**Goal:** Could you copy each of the following lines word for word, with nothing changed?

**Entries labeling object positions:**
* begin *

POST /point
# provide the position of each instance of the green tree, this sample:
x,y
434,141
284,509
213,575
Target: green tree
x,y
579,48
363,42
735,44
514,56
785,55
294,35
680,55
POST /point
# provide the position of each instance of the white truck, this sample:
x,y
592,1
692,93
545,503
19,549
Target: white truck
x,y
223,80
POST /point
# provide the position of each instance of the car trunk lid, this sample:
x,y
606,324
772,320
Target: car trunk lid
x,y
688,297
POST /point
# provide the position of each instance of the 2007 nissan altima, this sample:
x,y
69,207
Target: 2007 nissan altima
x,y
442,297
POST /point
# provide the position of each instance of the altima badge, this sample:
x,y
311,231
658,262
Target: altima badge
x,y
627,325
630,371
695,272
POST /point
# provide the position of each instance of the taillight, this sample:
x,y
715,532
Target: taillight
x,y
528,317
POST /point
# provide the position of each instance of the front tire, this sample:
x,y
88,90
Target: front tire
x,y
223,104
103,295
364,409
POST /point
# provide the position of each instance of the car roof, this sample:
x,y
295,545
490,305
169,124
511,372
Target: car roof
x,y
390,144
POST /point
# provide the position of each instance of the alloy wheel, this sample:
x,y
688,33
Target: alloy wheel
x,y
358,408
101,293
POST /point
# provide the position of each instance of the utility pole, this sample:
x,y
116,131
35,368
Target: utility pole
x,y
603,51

* end *

**Response:**
POST /point
# provide the position of each instance of the green tree, this sample:
x,y
434,141
284,509
213,575
Target: green tree
x,y
579,48
363,42
735,44
514,56
785,55
294,35
680,55
POST /point
# provide the position of each instance of the white truck, this sample:
x,y
592,1
692,93
545,503
19,549
Target: white truck
x,y
223,80
POST /point
# provide the position of each instance of the car trunk lid, this sample:
x,y
606,324
772,320
Target: car trunk lid
x,y
688,297
POST /point
# provide the position of each instance of the 2007 nissan altima, this sample:
x,y
69,207
Target: 2007 nissan altima
x,y
442,297
POST /point
# provide the position of each instance of the altima badge, this sample:
x,y
311,231
658,262
Target: altima badge
x,y
627,325
630,371
695,272
POST /point
# provide the position of each instance of the taillight, this sample:
x,y
715,532
Target: taillight
x,y
528,317
POST /point
# provide the position of each instance of the front tire, this sample:
x,y
88,90
Target: front tire
x,y
223,104
103,295
364,409
POST /point
# provide the position of each instance of the car roof, this sample:
x,y
295,545
490,305
169,124
511,372
Target: car roof
x,y
390,144
POST /point
# provide the position of each instance of the alloy wheel, this sample:
x,y
688,33
Target: alloy wheel
x,y
358,408
101,293
POST /point
# provide the position of each instance of the utility pole, this sample:
x,y
116,131
35,368
Target: utility pole
x,y
603,51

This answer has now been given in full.